Goal of the exercise
Copy out every line in the material below that contains the word "white".

The input
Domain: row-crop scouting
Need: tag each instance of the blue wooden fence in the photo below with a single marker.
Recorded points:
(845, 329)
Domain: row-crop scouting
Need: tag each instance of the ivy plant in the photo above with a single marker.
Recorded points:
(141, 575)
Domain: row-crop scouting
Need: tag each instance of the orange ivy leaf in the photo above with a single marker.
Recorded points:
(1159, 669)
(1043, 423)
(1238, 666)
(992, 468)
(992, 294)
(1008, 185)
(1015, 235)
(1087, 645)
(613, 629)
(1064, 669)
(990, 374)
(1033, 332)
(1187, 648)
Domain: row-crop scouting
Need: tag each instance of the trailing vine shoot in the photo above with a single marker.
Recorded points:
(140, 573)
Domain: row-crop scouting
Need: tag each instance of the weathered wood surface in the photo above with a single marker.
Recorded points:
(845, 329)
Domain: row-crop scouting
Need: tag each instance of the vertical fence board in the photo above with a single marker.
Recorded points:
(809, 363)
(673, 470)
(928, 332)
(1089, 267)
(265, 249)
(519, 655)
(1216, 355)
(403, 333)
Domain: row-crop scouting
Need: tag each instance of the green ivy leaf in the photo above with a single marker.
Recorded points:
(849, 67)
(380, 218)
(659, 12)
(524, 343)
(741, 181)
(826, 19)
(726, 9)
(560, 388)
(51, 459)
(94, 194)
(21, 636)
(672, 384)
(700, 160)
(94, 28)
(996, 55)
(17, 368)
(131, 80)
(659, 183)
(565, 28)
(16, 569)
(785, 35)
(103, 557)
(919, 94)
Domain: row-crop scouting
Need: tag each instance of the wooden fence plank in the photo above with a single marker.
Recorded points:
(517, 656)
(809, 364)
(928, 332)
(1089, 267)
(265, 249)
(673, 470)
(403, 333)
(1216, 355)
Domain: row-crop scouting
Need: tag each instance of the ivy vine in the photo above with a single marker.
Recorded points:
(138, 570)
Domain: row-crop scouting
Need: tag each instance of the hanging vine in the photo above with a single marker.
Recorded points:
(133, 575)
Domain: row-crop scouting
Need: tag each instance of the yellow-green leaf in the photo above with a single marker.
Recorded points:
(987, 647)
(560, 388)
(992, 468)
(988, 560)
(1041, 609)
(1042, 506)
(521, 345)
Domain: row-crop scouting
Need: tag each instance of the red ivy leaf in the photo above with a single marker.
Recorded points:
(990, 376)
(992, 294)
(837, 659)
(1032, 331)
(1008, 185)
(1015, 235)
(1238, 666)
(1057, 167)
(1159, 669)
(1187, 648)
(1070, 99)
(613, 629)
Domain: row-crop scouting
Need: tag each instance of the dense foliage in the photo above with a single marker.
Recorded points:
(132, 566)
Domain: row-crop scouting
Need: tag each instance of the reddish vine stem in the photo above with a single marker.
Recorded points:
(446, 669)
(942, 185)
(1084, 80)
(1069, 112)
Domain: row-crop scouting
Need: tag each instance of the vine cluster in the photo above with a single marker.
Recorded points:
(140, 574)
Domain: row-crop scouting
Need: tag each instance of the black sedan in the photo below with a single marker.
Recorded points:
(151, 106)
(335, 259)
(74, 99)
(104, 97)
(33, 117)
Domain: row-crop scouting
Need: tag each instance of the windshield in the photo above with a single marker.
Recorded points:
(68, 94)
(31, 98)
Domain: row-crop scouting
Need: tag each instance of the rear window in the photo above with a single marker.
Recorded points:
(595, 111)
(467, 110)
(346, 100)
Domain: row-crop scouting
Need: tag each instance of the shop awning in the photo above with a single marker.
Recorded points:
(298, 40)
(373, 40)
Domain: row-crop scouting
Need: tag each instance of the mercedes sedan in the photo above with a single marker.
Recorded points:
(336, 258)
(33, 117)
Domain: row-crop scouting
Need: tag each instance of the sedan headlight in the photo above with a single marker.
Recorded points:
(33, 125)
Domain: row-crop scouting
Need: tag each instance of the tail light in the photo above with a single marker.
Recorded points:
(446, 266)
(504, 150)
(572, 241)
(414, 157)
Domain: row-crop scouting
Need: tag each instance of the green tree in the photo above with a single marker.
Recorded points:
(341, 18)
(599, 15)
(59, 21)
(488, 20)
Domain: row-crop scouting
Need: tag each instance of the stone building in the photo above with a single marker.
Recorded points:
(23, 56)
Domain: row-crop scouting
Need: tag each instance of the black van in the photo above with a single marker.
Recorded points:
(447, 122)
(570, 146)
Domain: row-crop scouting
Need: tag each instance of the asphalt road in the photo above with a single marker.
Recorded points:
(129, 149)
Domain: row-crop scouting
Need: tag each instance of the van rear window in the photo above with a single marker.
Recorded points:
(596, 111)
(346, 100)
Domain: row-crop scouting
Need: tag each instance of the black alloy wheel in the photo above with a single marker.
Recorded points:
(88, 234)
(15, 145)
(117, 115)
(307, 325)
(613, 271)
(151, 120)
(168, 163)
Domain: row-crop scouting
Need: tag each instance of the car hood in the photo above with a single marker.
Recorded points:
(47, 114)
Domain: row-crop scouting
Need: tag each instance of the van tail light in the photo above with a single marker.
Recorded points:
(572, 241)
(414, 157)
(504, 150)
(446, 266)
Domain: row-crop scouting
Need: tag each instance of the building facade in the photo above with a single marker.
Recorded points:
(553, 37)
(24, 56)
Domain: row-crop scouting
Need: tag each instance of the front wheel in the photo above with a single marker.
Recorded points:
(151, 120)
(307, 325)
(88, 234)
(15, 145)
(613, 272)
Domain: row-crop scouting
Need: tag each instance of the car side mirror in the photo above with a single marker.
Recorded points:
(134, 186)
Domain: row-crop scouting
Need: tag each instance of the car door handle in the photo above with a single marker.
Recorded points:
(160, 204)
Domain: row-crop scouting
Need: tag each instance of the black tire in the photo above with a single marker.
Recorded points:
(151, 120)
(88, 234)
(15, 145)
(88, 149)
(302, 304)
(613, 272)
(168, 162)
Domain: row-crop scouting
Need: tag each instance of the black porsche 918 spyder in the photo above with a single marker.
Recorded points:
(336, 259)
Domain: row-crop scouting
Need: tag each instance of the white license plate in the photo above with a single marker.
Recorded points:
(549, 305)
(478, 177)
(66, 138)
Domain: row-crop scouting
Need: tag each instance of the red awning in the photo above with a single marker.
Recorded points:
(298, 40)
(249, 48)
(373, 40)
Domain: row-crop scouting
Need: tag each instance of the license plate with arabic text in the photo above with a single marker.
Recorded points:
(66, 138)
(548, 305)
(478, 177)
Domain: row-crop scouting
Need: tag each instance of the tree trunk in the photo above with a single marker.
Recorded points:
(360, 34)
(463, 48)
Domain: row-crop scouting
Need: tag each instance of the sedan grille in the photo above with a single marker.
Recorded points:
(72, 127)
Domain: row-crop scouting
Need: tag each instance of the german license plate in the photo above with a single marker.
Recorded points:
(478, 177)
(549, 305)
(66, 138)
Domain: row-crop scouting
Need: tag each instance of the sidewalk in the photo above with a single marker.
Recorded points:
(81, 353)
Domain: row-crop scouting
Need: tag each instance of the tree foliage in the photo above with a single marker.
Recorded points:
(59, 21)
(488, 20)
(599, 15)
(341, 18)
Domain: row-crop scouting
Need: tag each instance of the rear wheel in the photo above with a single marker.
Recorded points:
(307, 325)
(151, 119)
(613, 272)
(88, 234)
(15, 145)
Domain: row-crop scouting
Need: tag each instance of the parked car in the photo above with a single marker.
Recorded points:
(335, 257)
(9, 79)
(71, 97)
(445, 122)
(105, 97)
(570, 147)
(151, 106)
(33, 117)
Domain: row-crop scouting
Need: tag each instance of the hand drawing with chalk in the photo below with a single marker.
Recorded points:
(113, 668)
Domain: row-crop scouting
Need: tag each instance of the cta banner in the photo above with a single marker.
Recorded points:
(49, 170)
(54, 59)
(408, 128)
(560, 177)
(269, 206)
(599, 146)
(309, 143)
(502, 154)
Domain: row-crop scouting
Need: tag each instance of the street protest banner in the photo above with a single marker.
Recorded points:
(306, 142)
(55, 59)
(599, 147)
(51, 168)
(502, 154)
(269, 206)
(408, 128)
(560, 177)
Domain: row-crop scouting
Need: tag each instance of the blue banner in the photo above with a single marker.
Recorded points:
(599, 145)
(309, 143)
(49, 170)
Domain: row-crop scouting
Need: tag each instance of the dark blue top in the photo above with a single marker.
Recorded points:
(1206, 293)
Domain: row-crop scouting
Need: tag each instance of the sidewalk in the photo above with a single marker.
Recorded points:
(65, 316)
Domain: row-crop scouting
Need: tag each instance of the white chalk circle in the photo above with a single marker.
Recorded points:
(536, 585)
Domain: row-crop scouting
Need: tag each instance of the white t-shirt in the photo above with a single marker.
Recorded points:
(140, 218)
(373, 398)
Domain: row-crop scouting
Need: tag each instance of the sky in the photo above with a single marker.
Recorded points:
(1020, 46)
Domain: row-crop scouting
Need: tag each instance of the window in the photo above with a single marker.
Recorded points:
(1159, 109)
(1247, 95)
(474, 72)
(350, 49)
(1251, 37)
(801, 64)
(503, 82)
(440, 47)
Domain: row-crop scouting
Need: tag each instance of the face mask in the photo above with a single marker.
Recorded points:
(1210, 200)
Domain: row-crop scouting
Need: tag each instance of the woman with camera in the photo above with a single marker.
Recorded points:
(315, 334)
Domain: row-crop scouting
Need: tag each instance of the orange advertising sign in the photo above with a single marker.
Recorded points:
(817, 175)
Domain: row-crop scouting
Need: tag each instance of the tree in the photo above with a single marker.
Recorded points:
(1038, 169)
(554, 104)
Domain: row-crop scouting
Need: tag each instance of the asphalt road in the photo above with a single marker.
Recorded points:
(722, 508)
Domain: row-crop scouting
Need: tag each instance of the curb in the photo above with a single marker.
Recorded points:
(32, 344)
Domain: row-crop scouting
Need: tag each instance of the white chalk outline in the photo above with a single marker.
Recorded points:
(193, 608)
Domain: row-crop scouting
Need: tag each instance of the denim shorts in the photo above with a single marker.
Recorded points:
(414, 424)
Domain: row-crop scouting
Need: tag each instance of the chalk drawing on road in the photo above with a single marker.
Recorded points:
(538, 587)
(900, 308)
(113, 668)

Answer to the task
Need: tag each instance of the white license plate in the photo above with a single marker.
Need: tag each instance of the white chalk circle in the photo above with a single marker.
Need: tag each instance of the white t-shirt in the photo above with a single marker.
Need: tag each instance of the white chalk outline in the photo above with a single marker.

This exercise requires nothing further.